* [Instruction]: Copy each of the entries below word for word, keeping every line in its original order.

----- Records provided

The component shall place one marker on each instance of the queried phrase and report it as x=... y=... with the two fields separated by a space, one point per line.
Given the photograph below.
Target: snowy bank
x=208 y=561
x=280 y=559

----------

* [Solution to the problem]:
The component shall place one marker on each instance of the queried phrase and report it as x=... y=... with the two fields separated by a space, one point per line.
Given the photograph below.
Target: snowy bank
x=208 y=561
x=280 y=559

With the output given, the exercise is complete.